Echo the stretch of the items below that opens with the line containing "One point goes on every instance of the sky" and runs to the end of the items, with both ends included.

Provided data >>
begin

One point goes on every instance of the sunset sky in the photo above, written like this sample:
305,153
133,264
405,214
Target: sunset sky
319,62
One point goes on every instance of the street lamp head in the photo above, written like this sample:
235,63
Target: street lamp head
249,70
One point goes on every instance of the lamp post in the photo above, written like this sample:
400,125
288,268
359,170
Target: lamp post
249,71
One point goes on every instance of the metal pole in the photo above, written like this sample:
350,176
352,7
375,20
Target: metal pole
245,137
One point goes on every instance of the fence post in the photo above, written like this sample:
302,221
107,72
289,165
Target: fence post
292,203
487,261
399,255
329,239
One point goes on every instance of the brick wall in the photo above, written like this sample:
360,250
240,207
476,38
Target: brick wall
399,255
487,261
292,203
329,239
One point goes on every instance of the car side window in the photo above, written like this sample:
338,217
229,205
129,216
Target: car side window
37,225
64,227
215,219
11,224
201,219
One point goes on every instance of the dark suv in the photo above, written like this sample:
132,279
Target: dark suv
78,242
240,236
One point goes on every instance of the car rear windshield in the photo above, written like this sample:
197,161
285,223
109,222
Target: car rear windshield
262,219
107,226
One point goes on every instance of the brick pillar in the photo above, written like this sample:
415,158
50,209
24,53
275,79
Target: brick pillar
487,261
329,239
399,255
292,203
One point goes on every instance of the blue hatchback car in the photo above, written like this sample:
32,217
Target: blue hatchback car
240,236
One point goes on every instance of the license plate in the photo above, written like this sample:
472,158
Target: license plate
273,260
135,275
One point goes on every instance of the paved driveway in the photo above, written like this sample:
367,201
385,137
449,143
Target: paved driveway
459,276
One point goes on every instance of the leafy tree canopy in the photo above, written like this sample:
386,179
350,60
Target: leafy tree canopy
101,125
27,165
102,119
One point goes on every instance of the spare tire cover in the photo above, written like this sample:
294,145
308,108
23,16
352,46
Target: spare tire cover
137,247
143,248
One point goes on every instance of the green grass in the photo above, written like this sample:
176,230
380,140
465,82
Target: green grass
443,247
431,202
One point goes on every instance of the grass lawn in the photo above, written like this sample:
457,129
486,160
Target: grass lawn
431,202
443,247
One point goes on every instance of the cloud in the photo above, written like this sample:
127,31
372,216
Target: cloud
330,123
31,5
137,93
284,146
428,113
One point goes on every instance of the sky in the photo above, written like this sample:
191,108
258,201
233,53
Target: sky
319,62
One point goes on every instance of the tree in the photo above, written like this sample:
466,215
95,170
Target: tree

end

Solution to this problem >>
One point goes on every instance of the sky in the photo above, written like this sample:
191,108
258,201
233,53
Target: sky
319,62
One point goes on every instance of the tree in the photo above, written like this sample:
466,215
95,170
Target: tree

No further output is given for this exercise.